WHAT YOU NEED TO DO: Retype the complete listing without any change.

EXERCISE INPUTS:
>>>>>

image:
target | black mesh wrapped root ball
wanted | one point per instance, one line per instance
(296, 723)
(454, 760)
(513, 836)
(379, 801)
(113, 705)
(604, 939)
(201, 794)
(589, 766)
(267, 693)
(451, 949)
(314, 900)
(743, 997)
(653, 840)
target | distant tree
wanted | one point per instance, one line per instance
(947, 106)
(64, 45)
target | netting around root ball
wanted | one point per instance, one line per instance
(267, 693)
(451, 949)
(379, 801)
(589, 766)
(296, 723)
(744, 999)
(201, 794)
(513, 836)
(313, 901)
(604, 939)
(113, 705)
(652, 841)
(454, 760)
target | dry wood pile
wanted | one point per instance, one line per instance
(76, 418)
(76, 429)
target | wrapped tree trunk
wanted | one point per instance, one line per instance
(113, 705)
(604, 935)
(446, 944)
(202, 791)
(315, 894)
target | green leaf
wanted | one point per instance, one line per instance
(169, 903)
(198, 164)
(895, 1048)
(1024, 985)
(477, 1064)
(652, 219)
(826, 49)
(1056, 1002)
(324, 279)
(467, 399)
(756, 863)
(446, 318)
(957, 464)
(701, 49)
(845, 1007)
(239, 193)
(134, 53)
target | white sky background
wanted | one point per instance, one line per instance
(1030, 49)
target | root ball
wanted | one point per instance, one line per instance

<<<<<

RESULT BELOW:
image:
target | black mesh wrapped root ball
wanted | one point per instance, one line per instance
(296, 723)
(454, 760)
(513, 836)
(379, 801)
(113, 705)
(604, 939)
(201, 794)
(589, 766)
(267, 693)
(451, 949)
(314, 900)
(743, 997)
(653, 840)
target | distant tree
wanted | one point per instance, one line per instance
(947, 106)
(64, 45)
target | netting around root ball
wanted | one point per instance, one line per instance
(267, 693)
(451, 949)
(379, 801)
(589, 766)
(296, 723)
(744, 999)
(201, 794)
(513, 836)
(313, 901)
(604, 939)
(113, 705)
(652, 841)
(454, 760)
target | dry wood pile
wanted | one point per instance, one line per instance
(76, 418)
(76, 429)
target | wrapped tree trunk
wanted | one point per instance, one line per instance
(113, 705)
(604, 935)
(446, 944)
(202, 791)
(315, 894)
target | green leaf
wanted | one point per instance, one line per instance
(169, 903)
(198, 164)
(895, 1048)
(1024, 985)
(477, 1064)
(652, 219)
(826, 49)
(1056, 1002)
(324, 279)
(467, 399)
(756, 863)
(446, 318)
(957, 464)
(701, 49)
(845, 1007)
(239, 193)
(134, 53)
target | white sky background
wanted | one point per instance, one line per instance
(1030, 49)
target | root ball
wanted | one point per instance, one line per instance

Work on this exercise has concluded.